§ Problem to work on
Whatever lines the data contains, output all of them unchanged.

===== Provided data =====

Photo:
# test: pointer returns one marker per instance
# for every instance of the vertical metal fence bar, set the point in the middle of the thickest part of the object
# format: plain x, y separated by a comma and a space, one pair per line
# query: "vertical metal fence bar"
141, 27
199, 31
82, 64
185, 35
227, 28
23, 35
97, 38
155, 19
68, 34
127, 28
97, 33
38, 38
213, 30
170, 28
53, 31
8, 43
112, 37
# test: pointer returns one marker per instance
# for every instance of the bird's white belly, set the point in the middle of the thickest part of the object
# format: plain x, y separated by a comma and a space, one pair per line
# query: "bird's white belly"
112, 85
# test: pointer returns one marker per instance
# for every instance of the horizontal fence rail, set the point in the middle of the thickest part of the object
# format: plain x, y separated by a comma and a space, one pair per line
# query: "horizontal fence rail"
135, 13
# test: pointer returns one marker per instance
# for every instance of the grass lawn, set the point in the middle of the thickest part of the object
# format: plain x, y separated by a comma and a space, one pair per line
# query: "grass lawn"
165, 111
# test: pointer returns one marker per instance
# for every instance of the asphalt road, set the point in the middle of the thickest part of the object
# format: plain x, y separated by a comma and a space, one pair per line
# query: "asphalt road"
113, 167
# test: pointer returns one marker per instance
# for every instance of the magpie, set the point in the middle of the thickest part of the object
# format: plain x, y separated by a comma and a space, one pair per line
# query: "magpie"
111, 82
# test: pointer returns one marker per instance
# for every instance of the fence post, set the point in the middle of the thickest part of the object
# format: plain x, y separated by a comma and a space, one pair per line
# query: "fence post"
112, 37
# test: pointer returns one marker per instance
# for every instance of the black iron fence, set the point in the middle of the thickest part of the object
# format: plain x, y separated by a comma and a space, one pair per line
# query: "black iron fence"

=====

§ Answer to this exercise
Photo:
# test: pointer returns one marker per instance
# for every instance of the vertical metal fence bar, set the point in the middle of the thickest part of the object
# format: plain x, y separated by a comma and a space, one pair per line
# query: "vertical metal fence bar"
141, 27
199, 31
82, 64
185, 35
227, 28
23, 35
97, 38
155, 19
68, 34
127, 28
97, 33
38, 38
213, 30
170, 28
53, 31
8, 43
112, 37
# test: pointer returns one marker per instance
# for every instance of the bird's white belly, set the point in the middle of the thickest part of the object
# format: plain x, y separated by a comma and a space, one pair per line
# query: "bird's white belly"
112, 85
# test: pointer returns one marker per instance
# for every instance of the horizontal fence rail, set the point in the middle of the thickest part of the object
# format: plain x, y separated by a comma and a space, one pair per line
# query: "horizontal fence rail"
135, 13
# test: pointer returns one marker per instance
# for every instance of the grass lawn, set the point in the middle of the thickest part of the object
# format: plain x, y separated by a comma and a space, one pair per line
# query: "grass lawn"
165, 111
# test: pointer returns one marker per instance
# for every instance of the asphalt road, set the point in the middle of the thickest part of the object
# format: plain x, y separated by a comma and a space, one pair per line
# query: "asphalt road"
113, 167
# test: pointer returns one marker per instance
# for every instance of the magpie, set the point in the middle of the thickest part of the object
# format: plain x, y separated by a comma and a space, one pair per line
# query: "magpie"
111, 82
# test: pointer returns one marker per instance
# for every instance of the fence post, set the point in the middle of the thickest part of the object
# format: plain x, y separated by a comma and a space, one pair per line
# query: "fence post"
112, 37
# test: pointer returns one marker per instance
# for every instance of the black iron fence, set the point in the middle of the thickest part of the object
# format: plain x, y separated by a comma and a space, one pair per line
# query: "black iron fence"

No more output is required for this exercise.